* _Exercise instructions_: In the passage below on machine-learning networks, find each use of the word "very" and list the word it modifies.

* _Selected passage_:
>>>>

Yeah. And in some sense, we are kind of boiling the ocean or maybe making several new oceans or something because the whole ML world is creating this enormous revolution in networking and you have both much higher demands in terms of throughput and latency just because of the … In fact, in part because of this very regular process, right? A lot of the synchronization in machine learning training is this kind of barrier synchronization where you have a bunch of hardware in parallel doing a thing, that hardware is actually very deterministic. And so it finishes pretty much at the same time across multiple, and then they need to exchange their tensors really quickly. And all that time where they’re exchanging tensors, I mean, you can do some overlapping, but sometimes you can’t do overlapping. And any uncovered communication is just time where these very expensive GPUs are just idle and it’s just wasted money. And so there’s a huge amount of pressure on these networks and people are also increasing the heterogeneity of the networks because now you have the networks on the inside of the … I guess NVIDIA uses, maybe everyone uses this kind of somewhat odd terminology of scale up versus scale out, where scale up is like the really fast little network and then scale out is the network beyond that. So that could be a context where you have the freedom to go and try very different things.

<<<<

* _Supplied entries_:
>>>>

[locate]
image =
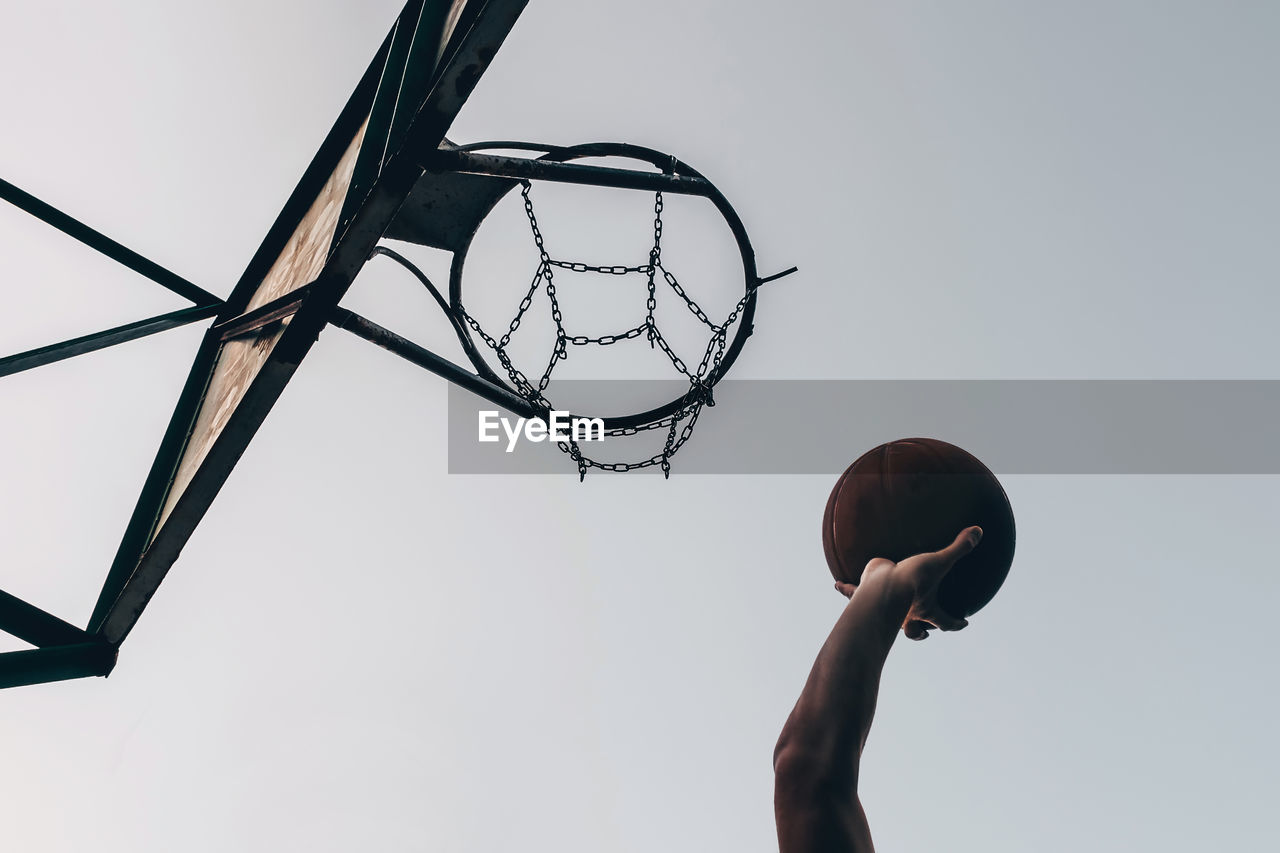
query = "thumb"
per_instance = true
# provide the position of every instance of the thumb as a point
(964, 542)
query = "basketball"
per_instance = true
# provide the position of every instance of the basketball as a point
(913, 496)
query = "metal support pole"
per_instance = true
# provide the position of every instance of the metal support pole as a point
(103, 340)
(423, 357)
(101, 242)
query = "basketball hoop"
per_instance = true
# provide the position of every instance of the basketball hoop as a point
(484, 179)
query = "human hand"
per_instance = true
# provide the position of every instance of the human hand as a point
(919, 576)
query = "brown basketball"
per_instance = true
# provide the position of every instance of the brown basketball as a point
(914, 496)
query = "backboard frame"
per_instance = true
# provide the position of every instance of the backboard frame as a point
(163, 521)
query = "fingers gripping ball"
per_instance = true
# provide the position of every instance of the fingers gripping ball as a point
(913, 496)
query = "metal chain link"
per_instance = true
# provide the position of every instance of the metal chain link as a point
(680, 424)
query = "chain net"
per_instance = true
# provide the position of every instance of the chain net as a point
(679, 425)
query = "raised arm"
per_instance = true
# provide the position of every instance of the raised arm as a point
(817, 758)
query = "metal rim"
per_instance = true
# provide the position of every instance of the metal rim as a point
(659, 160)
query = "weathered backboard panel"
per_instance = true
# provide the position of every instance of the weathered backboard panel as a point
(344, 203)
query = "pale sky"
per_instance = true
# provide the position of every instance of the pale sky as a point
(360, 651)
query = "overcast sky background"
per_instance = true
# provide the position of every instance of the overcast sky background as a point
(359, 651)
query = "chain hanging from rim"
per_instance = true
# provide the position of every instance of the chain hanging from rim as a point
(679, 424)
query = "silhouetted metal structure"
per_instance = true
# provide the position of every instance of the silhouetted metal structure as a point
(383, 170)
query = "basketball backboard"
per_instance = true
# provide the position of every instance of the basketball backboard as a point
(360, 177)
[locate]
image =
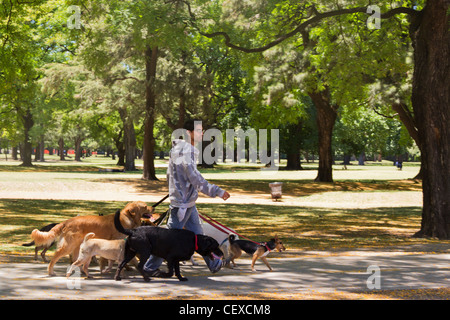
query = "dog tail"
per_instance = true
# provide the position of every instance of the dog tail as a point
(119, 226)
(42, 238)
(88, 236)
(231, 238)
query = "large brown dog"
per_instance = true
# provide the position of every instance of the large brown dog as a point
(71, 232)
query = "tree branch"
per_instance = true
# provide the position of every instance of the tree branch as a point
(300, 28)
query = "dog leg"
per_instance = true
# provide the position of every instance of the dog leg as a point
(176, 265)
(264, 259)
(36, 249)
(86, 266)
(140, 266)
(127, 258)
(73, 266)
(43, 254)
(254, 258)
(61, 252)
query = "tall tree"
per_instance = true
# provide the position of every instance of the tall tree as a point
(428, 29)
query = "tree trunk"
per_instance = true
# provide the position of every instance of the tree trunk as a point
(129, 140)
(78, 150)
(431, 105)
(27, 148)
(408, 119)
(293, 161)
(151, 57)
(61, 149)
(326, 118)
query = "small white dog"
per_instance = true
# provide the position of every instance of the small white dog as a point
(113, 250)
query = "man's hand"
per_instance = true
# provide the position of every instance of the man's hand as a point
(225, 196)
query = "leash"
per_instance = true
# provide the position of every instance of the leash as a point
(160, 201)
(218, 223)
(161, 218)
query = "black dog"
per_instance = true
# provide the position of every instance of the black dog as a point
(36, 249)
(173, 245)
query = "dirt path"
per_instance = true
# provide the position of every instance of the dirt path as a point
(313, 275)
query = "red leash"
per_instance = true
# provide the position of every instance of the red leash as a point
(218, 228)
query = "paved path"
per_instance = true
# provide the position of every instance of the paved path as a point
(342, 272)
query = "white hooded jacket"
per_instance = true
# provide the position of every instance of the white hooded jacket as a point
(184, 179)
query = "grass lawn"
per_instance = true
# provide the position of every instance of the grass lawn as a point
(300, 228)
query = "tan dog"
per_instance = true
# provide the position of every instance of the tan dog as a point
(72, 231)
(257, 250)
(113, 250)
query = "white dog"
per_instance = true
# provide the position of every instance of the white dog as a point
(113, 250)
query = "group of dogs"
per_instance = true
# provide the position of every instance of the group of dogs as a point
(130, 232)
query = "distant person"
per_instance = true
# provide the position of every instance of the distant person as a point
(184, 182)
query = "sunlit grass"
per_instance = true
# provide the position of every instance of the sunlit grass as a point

<<<<

* _Answer to this task_:
- regular ("this very regular process")
- deterministic ("that hardware is actually very deterministic")
- expensive ("these very expensive GPUs")
- different ("try very different things")